**The task:**
Each line shown below should be copied exactly.

**Listed records:**

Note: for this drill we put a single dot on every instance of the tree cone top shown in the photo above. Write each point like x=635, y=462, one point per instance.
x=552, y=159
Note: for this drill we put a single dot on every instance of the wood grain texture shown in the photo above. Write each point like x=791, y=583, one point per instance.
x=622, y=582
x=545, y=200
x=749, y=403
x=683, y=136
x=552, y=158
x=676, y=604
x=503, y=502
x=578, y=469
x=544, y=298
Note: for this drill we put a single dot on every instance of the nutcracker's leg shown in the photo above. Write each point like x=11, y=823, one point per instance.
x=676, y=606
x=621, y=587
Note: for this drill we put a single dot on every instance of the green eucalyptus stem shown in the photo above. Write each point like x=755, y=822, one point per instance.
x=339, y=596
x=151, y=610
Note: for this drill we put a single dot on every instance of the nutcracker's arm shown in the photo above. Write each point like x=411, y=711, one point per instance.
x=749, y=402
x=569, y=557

**Exercise solution:**
Note: for this drill we put a single dot on every instance of the tree cone top shown in the photo above. Write each point like x=635, y=462, one point per instance.
x=552, y=159
Note: for this drill we put a single dot on every instance of the wood grain texture shown in the photo above. Write each point like x=791, y=583, one point per instance.
x=622, y=582
x=545, y=200
x=749, y=403
x=683, y=136
x=552, y=158
x=676, y=604
x=503, y=502
x=578, y=469
x=544, y=298
Note: for this drill we put a single dot on every instance of the nutcracker's leg shown in the photo above. Write each point like x=11, y=823, one point per instance.
x=676, y=606
x=621, y=587
Note: for this drill we put a single dot on every instance of the green eucalyptus stem shown in the photo above. Write each point like x=755, y=822, one point per instance.
x=339, y=596
x=151, y=610
Note: for this drill we put a single dot on every instance of the nutcracker's arm shown in the photo above. Write each point like x=411, y=711, one point per instance.
x=749, y=402
x=569, y=557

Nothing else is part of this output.